### STATED TASK
Continue the interview below with the filmmaker behind the documentary series on Indian cities, starting after its final line.

### PASSAGE GIVEN
++++

Back in 2016, when Dutch filmmaker Andreas van de Laar was on his first backpacking trip in India, he had no idea he would end up leaving Amsterdam to come back and shoot a documentary here in India. So in 2017, armed with just an iPhone, he took off on the journey to capture fast-growing Indian cities for his five-part documentary series – One Point Seven.
Episode two of the series titled The Urban Debate explores topics like the elected mayor, governance, the new app i-Nagrik with which citizens can highlight where improvements can be made in the city and the success of policy-based journalism. The documentary features eminent faces from different fields – Shashi Tharoor, Milind Deora, Narayana Murthy, Sunita Narain, to name a few. All set to be screened in the Capital. Patriot catches up with Andreas as he shares what prompted him to create the series and the challenges he faced.
What inspired you to give up your life in Amsterdam and create a documentary series on India’s development and governance?
I wanted to make something that wasn’t made before and show India in a different light — a more realistic and authentic light than the stereotypes we usually get to see. As a filmmaker, you are on the lookout to document change and I can’t imagine any other country than India that is undergoing more change right now.
Right from researching to finally creating The Urban Debate — what was the journey like and how long did it take?
It was a tedious process and required a lot of persistence. I had to motivate myself and received a lot of backing from my Indian support network while making it. Without them, I would have maybe given up. It was a lot of travel, several carefully crafted e-mails and showing up with questions that the interviewees wouldn’t expect. I really wanted them to know that I took their causes and messages seriously. I have stayed with Indian families to save costs, did Couchsurfing and took many favours before I received funding from the Dutch Embassy in India. In the end, I finished the whole project myself and I am very happy that I am screening it for the people in Delhi at a beautiful and prestigious venue like the India Habitat Centre.
Why did you call the second episode The Urban Debate?

++++

### DATA ROWS
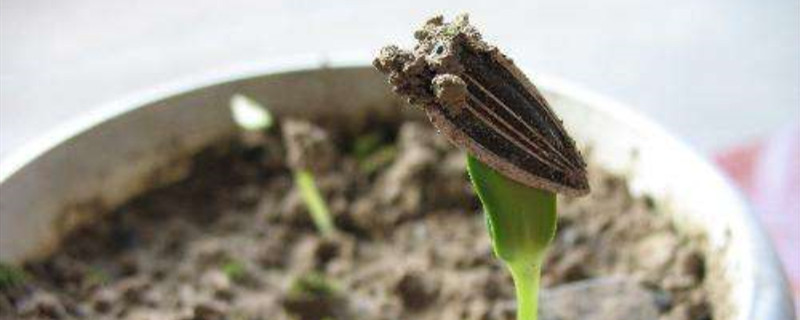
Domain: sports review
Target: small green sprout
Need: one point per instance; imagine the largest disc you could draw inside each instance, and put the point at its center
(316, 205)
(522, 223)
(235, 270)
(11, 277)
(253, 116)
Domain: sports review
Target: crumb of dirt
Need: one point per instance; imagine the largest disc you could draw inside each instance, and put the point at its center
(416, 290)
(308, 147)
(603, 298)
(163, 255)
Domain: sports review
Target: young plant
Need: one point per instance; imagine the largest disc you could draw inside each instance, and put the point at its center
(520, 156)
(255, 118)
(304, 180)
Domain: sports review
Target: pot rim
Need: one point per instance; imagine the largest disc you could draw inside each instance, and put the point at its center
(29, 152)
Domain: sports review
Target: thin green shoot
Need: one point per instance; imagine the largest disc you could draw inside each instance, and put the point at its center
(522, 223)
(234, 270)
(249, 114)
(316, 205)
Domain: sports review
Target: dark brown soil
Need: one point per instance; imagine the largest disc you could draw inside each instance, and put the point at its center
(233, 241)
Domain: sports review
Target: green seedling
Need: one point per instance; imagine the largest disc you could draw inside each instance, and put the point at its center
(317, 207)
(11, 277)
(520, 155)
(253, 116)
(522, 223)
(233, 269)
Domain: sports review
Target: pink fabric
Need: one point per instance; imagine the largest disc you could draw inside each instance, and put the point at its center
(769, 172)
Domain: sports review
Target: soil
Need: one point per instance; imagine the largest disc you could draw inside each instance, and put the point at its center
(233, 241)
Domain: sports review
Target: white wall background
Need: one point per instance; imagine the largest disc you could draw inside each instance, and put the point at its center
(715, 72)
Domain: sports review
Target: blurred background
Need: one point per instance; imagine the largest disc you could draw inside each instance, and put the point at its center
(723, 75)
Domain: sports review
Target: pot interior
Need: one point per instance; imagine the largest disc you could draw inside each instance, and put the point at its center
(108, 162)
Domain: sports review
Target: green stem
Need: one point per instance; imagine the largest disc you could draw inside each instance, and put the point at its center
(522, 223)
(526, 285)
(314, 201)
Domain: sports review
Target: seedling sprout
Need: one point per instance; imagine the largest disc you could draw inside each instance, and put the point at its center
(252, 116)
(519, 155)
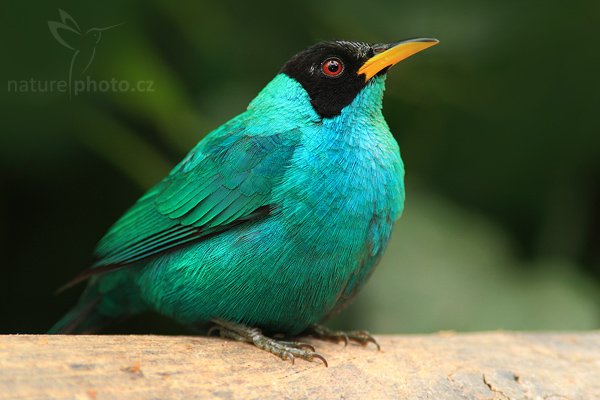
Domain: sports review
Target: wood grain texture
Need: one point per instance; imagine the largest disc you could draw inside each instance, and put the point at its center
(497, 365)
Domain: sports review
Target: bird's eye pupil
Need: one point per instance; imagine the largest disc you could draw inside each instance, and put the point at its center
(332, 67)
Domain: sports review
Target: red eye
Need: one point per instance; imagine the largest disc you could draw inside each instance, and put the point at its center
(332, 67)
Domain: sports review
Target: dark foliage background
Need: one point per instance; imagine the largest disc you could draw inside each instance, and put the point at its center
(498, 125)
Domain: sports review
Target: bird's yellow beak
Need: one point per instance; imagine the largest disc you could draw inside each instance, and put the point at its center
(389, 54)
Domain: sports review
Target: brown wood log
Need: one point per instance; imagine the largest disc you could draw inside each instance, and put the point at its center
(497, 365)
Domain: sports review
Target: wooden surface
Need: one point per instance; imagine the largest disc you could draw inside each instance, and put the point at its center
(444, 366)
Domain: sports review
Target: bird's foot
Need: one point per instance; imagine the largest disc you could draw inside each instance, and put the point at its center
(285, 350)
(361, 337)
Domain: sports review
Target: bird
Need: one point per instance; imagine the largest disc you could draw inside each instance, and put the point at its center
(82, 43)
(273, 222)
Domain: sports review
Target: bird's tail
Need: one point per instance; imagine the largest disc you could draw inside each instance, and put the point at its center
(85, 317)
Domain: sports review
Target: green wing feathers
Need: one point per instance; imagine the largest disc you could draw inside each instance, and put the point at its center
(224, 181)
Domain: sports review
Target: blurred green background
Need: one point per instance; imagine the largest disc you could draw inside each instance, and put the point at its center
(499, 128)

++++

### ANSWER FOR THIS EXERCISE
Because there are big questions surrounding India’s growing cities and whether state governments are capable of monitoring and guiding this growth in a proper way. I found the debate about urban governance very fascinating since most Indian cities have larger populations than my own country, The Netherlands, and even we struggle with our democracy there.
You have featured and interviewed quite a few influential people and innovators in India. How did you decide to feature them? What was the selection process like?
It had to be English, because I didn’t have a translator at my disposal, but also because I wanted to bridge the gap between India, Europe and the US, by making something that showed India in a way that not many people has seen before — an aspiring and progressive India. I selected the innovators based on contemporary relevance, urgency of their invention and their reasonable potential for the future in a way that made sense to the viewer. The inventions carry in them the complexity of the Indian condition and the innovators explain how their solutions are authentic to the Indian condition.
You have been in India for quite some time now. How did you picture the country before you came? Did it match or has it slowly changed over time?
I had no picture. All I knew is that I never believed what the media or other people told me. I knew I wouldn’t get sick, I knew I would be safe, unlike what people told me. I think that is why I got to enjoy India so much because I worked my way through it. I accepted the way things work here, how they are different from the way things work in Amsterdam and I learned to thrive in it and enjoy it to the fullest.
What has been your biggest takeaway from this project?
India has a long way to go, that it will take time, but that all the potential and requirements for becoming a thriving nation are in the hands of the young population.
What were the challenges you faced while you were travelling and shooting across the country?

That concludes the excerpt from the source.